**PASAJE**:
....
“No nos veamos mañana”
Victor Hugo en su lecho de muerte. Fotografía de Felix Nadar.
En el segundo tomo de sus “Curiosidades de la literatura”, Isaac Disraeli cuenta que Montaigne tenía un interés especial por los detalles que rodearon la muerte de personas notables: sus actos, sus palabras y la actitud que asumieron. En el fondo de esa búsqueda palpitaba una curiosidad particular sobre su propia muerte. Montaigne se prometió a sí mismo que moriría en el momento de la elevación, en la santa misa, pero no cumplió su promesa.
Ovidio escribió que quería morir entregado a los placeres del amor, pero no sabemos si ese deseo fue satisfecho. De ser así, tampoco sabemos si quien lo acompañaba recibió ese desenlace de manera tan sublime y desapegada.
Tarde o temprano todos hemos conjeturado los detalles de nuestra partida, pero lo común —y quizá lo más sano— es no pensar en el asunto. Mi deseo, impreciso en los detalles, es tener una muerte que no duela ni se prolongue mucho y aceptar lo que ocurre sin excesivos sobresaltos. Dudo que pueda llegar a lo que aspira mi amiga Sunethra: “morir feliz de morirme y sin ganas de reencarnarme”; pero espero no agregarle patetismo a ese momento con ruidosas resistencias y lamentos.
....
**Datos de señalamiento de expresiones referenciales**:
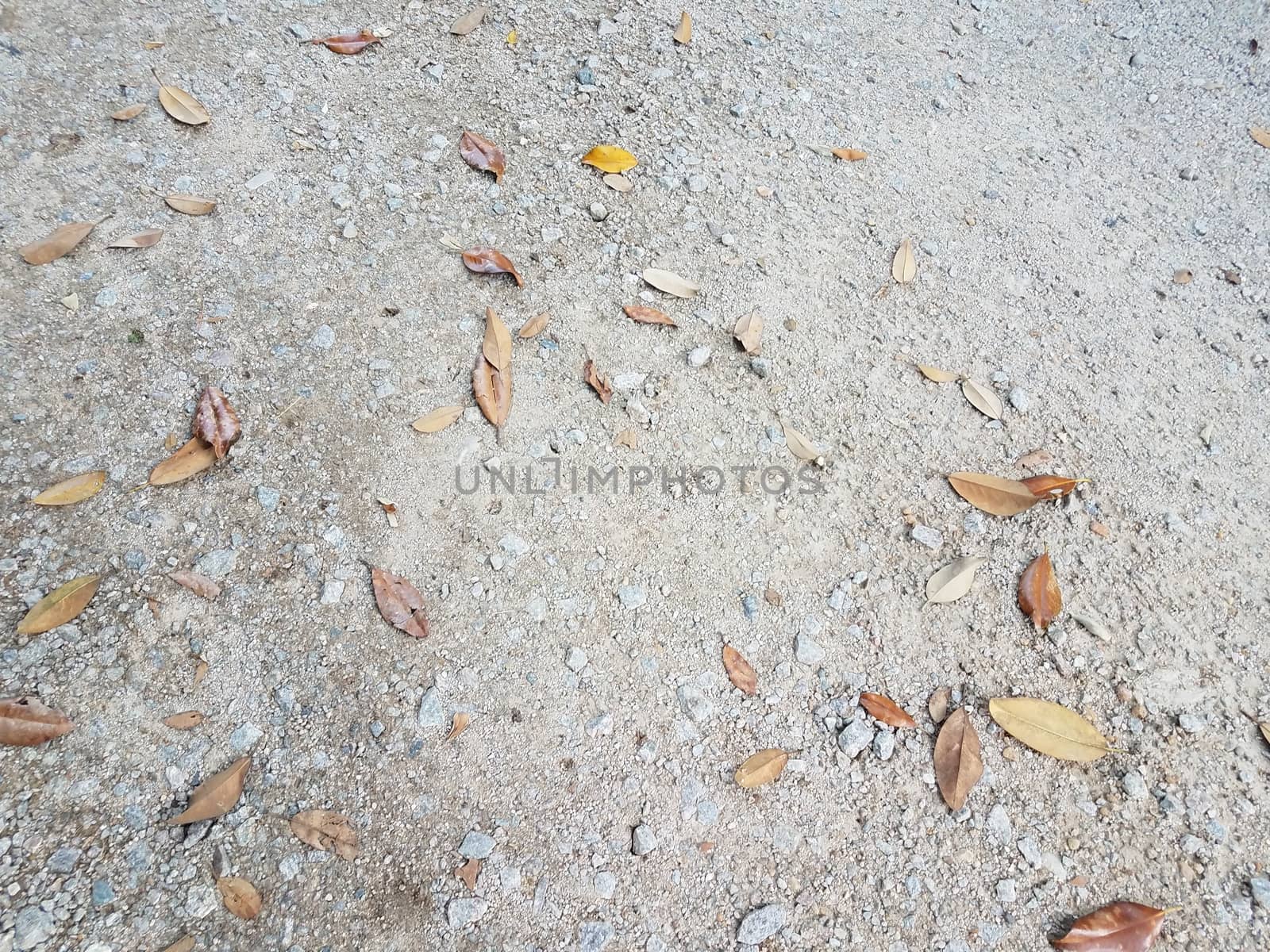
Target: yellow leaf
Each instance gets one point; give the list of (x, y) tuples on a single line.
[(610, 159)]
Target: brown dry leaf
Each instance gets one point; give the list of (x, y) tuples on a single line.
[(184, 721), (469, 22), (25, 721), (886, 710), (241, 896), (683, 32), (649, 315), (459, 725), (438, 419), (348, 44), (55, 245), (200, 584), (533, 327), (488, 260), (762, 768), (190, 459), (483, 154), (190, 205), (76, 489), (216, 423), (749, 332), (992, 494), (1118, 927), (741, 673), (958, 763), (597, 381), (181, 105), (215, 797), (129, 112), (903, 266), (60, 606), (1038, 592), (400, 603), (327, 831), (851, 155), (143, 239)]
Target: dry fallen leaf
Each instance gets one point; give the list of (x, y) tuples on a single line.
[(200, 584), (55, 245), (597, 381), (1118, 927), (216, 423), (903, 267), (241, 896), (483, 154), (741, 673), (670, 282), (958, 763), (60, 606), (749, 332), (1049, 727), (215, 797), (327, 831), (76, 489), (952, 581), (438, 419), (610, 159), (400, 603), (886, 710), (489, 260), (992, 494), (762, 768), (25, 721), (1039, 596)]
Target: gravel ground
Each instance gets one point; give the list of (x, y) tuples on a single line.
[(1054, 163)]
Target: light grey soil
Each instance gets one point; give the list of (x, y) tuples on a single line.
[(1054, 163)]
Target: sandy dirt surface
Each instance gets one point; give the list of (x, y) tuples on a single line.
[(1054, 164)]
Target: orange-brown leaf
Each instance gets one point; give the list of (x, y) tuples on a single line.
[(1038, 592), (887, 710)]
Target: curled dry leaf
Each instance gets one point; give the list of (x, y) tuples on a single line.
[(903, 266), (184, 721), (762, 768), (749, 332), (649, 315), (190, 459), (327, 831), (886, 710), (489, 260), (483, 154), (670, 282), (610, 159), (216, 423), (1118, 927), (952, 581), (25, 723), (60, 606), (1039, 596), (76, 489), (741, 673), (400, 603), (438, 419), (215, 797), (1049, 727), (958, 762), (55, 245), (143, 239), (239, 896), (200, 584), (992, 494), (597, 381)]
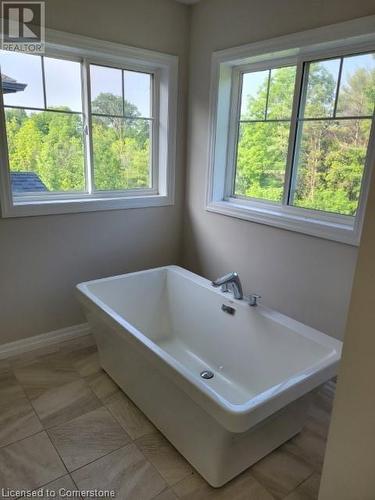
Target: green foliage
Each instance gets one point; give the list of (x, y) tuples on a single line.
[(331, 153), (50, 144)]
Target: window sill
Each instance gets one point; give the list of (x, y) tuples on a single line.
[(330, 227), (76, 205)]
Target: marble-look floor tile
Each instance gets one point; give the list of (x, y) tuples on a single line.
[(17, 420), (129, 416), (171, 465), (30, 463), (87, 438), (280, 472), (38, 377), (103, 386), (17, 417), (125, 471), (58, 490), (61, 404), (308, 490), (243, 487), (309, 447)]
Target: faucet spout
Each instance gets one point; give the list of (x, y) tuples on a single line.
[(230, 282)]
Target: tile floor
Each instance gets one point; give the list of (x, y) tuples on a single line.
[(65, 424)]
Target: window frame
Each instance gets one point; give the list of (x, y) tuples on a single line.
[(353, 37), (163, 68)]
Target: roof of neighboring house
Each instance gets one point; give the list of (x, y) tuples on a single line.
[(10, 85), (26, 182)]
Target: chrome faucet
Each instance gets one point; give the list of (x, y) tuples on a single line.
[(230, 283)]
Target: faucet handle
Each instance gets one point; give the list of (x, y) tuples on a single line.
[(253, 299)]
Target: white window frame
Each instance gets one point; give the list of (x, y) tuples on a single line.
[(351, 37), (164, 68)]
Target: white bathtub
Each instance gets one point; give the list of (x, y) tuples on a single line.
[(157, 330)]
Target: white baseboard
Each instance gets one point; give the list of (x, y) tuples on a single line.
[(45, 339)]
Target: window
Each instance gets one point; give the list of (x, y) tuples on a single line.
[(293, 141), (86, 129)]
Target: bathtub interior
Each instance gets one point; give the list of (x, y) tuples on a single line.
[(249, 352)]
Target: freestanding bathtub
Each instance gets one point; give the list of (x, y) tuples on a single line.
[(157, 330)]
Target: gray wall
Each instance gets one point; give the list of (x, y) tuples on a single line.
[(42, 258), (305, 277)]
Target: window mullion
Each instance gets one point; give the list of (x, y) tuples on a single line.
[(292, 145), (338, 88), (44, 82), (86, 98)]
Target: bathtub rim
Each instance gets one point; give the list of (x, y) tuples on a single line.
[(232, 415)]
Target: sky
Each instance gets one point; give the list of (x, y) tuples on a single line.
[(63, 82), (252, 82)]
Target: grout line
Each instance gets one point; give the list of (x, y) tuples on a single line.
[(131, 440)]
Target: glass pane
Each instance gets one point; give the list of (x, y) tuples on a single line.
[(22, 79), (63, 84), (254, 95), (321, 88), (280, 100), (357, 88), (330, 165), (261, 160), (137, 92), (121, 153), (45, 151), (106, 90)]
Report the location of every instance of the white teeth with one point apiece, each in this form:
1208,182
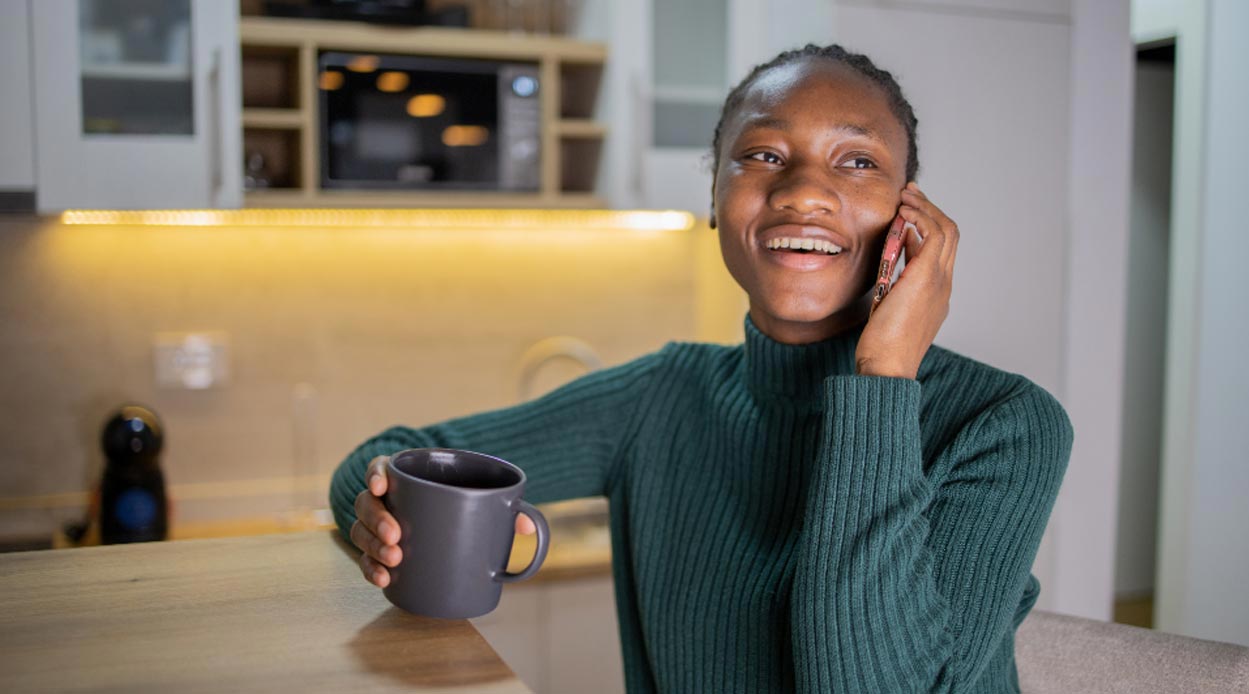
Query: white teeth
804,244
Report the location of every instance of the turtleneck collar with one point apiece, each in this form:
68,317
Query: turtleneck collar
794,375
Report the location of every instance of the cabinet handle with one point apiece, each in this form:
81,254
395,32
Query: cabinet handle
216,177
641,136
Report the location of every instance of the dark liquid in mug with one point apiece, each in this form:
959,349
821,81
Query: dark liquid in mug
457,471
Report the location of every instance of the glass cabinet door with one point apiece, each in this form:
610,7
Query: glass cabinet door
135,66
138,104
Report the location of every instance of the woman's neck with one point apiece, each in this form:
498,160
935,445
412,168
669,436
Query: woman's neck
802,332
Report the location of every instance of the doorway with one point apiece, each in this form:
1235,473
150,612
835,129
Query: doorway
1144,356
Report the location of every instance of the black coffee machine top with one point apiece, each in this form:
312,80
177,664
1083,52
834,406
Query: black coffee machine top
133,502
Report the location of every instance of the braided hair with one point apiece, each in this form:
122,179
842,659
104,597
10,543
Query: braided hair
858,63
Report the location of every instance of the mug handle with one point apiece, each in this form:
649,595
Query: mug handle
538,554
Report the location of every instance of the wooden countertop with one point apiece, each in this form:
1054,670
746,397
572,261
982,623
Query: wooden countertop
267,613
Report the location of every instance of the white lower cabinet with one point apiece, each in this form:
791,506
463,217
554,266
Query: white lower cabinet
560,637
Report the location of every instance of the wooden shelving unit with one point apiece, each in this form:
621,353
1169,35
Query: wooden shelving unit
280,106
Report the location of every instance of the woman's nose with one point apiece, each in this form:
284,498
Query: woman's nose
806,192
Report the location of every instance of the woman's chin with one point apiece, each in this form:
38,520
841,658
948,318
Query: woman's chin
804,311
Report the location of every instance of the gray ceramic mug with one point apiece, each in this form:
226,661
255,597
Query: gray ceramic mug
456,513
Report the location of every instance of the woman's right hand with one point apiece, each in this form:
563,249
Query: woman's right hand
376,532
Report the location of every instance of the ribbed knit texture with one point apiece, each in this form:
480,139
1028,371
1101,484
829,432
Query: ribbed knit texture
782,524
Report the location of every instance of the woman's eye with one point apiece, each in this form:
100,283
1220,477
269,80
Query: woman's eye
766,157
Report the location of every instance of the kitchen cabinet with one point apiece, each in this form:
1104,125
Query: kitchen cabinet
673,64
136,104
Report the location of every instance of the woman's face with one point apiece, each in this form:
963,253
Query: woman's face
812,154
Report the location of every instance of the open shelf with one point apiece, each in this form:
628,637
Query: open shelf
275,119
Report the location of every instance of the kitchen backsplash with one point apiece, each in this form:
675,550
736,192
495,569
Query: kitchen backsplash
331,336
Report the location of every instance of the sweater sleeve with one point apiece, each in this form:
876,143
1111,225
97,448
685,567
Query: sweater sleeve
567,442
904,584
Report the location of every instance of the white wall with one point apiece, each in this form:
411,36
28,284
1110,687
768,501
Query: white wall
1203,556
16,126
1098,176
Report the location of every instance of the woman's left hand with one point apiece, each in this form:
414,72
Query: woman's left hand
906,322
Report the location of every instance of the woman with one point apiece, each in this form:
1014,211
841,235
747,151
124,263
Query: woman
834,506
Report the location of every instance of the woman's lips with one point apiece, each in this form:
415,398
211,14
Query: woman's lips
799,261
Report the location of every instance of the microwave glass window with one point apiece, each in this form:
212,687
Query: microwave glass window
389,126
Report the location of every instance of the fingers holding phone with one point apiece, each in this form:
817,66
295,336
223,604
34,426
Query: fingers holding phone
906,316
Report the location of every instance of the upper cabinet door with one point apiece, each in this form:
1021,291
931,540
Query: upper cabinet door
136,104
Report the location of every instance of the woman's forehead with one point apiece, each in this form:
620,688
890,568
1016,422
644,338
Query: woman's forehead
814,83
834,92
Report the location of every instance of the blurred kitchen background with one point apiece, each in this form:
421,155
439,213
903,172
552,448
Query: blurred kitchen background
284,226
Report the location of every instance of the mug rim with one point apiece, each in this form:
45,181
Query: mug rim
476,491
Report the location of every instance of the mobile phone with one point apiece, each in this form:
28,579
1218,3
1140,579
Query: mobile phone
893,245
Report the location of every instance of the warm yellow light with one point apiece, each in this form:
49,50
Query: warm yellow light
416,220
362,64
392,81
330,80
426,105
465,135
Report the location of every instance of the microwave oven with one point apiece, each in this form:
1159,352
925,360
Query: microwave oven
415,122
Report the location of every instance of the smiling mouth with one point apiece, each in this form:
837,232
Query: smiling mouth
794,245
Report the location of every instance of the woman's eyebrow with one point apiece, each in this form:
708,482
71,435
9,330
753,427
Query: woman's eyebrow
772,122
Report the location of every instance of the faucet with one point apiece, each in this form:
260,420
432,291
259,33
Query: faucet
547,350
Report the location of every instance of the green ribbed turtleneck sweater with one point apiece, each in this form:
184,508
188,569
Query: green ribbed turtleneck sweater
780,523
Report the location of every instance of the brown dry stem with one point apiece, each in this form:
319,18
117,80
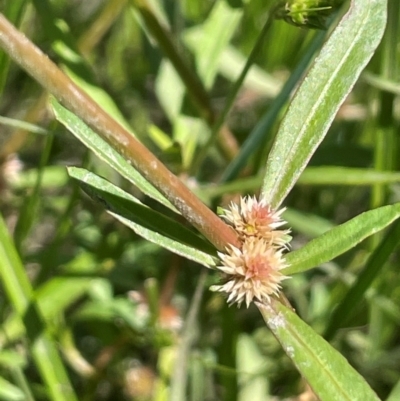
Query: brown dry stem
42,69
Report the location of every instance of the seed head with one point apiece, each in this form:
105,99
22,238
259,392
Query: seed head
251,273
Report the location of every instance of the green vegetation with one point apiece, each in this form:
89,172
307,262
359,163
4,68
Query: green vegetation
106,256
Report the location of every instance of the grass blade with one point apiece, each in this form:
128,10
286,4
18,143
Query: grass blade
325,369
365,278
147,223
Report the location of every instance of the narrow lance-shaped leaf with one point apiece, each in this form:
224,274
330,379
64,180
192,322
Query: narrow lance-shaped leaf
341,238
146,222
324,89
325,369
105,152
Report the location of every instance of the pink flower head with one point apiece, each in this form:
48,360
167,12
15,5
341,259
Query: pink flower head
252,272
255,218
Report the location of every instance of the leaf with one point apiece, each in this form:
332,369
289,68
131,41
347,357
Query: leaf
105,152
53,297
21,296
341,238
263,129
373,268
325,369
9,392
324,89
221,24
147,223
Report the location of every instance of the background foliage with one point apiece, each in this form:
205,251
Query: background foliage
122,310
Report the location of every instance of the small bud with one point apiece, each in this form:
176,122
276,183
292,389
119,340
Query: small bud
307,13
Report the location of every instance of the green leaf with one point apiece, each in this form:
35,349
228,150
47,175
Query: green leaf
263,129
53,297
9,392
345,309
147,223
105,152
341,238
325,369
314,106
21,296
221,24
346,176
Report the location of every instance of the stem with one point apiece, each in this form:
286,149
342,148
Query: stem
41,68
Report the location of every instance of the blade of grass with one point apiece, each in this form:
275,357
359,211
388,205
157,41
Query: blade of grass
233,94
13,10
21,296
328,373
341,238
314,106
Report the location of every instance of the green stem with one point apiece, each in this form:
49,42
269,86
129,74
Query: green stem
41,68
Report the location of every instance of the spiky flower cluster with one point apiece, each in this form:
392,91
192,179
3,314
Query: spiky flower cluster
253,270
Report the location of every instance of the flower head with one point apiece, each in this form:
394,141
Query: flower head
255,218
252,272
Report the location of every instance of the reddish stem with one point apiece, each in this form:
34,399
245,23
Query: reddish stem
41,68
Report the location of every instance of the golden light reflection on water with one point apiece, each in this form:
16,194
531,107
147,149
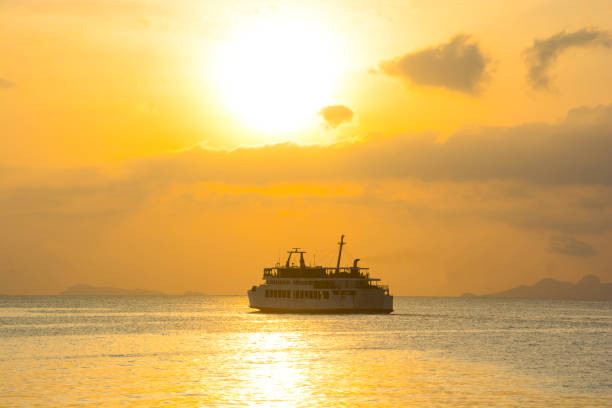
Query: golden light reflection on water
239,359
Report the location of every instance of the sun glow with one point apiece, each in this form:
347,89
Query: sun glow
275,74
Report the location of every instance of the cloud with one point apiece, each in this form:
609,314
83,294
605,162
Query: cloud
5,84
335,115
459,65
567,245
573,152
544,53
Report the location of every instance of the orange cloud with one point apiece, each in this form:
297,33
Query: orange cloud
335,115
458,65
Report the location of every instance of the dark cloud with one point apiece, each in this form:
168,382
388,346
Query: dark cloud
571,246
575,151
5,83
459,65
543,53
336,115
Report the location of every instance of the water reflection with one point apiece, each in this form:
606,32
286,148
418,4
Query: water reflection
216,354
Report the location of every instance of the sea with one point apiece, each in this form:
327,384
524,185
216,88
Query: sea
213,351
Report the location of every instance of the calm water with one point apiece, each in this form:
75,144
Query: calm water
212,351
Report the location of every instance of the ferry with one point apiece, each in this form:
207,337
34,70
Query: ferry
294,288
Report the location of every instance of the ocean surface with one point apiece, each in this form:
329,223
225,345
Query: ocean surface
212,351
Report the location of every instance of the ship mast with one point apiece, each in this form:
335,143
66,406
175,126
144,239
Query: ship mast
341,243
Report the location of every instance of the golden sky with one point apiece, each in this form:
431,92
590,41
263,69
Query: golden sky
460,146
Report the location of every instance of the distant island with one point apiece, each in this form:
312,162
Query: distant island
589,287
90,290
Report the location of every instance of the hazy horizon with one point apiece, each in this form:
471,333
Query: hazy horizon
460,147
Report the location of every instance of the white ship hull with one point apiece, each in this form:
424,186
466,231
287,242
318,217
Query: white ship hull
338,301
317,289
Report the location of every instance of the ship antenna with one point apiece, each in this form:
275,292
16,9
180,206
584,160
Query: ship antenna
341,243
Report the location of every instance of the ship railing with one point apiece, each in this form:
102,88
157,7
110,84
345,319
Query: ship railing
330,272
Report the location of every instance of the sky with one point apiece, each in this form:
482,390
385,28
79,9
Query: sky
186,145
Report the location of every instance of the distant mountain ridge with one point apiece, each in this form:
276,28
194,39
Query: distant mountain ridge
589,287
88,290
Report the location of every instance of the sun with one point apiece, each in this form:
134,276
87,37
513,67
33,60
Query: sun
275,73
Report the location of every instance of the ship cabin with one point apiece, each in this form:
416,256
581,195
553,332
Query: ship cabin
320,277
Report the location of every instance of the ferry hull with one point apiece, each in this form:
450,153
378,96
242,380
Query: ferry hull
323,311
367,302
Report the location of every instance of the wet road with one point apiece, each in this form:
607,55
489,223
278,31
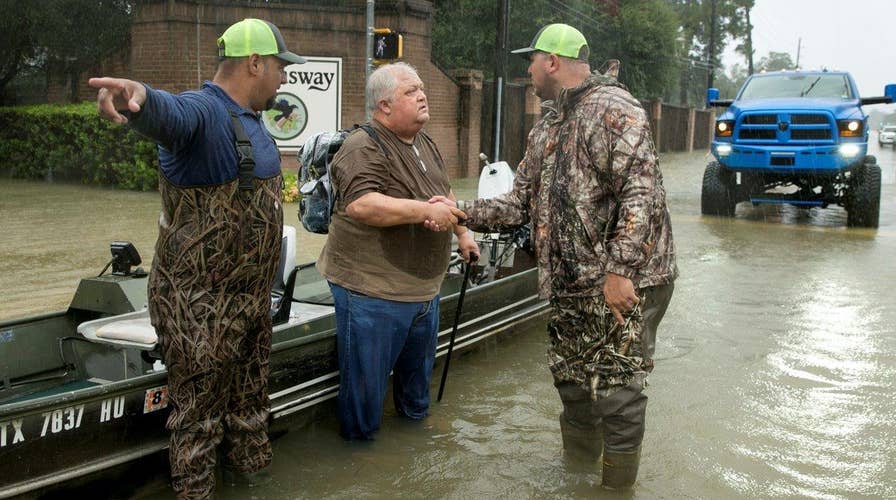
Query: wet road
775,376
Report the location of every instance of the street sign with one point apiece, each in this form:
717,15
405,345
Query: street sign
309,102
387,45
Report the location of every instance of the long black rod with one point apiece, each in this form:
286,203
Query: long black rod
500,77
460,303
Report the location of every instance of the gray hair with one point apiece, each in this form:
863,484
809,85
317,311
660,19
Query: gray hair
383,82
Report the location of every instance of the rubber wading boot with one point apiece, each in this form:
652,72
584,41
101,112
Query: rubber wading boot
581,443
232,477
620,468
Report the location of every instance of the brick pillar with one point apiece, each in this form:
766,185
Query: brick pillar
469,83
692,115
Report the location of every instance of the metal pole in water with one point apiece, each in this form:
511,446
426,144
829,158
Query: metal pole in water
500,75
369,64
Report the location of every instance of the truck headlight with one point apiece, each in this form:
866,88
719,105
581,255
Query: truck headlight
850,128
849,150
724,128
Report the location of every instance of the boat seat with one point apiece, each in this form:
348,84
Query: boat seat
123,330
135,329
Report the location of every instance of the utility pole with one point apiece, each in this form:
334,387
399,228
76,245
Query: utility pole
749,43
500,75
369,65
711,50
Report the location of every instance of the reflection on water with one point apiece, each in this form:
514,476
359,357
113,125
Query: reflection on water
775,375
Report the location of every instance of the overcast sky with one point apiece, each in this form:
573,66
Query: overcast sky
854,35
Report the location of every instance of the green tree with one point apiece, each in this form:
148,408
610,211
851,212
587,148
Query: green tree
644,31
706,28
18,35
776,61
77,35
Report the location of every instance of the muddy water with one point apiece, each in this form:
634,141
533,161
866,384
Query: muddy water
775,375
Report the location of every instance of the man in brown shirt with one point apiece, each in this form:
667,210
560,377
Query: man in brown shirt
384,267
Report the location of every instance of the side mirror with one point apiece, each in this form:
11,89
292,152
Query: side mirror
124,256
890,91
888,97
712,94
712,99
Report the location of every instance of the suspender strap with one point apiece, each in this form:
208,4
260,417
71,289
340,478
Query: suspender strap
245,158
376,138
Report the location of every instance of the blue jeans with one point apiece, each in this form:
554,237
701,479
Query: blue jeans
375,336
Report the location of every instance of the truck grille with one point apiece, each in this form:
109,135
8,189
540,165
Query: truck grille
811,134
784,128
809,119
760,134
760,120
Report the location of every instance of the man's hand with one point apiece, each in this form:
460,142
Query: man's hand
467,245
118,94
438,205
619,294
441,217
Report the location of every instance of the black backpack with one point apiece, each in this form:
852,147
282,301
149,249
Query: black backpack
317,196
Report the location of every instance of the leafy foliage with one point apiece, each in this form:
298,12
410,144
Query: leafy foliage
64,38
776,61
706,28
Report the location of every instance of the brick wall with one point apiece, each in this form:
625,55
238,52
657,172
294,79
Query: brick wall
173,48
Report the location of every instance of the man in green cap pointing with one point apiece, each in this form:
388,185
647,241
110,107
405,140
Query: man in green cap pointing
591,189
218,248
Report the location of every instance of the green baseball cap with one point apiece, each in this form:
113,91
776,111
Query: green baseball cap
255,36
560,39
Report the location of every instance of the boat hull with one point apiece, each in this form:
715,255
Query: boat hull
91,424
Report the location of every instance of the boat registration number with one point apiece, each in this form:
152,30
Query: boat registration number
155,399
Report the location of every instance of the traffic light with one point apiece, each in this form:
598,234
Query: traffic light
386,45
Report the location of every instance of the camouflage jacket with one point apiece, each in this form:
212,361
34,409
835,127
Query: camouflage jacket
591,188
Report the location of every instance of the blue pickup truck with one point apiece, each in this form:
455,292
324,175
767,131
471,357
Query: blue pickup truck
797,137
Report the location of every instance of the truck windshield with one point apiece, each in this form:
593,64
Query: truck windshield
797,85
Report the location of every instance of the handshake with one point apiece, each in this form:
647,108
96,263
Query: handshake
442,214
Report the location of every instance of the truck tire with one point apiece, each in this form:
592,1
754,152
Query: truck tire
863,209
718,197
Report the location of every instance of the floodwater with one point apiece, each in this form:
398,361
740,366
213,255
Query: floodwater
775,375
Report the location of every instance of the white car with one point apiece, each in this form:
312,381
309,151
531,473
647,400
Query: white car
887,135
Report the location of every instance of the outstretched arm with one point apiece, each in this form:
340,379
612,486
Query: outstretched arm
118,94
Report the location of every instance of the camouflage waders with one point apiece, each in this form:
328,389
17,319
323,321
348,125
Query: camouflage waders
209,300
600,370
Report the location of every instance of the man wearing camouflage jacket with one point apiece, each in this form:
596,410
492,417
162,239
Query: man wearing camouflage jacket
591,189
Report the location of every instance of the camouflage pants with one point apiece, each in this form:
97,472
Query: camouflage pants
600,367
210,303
....
**TAREAS POR REALIZAR**:
1 > Copia del pasaje el fragmento que empieza con "Ovidio escribió que" y continúa hasta "sublime y desapegada.".
2 > Según el pasaje, ¿en qué momento se prometió Montaigne que moriría?
Los ítems constituyen un material independiente del pasaje.

**RESULTADOS ESPERADOS**:
1 >
Ovidio escribió que quería morir entregado a los placeres del amor, pero no sabemos si ese deseo fue satisfecho. De ser así, tampoco sabemos si quien lo acompañaba recibió ese desenlace de manera tan sublime y desapegada.

2 > En el momento de la elevación, en la santa misa.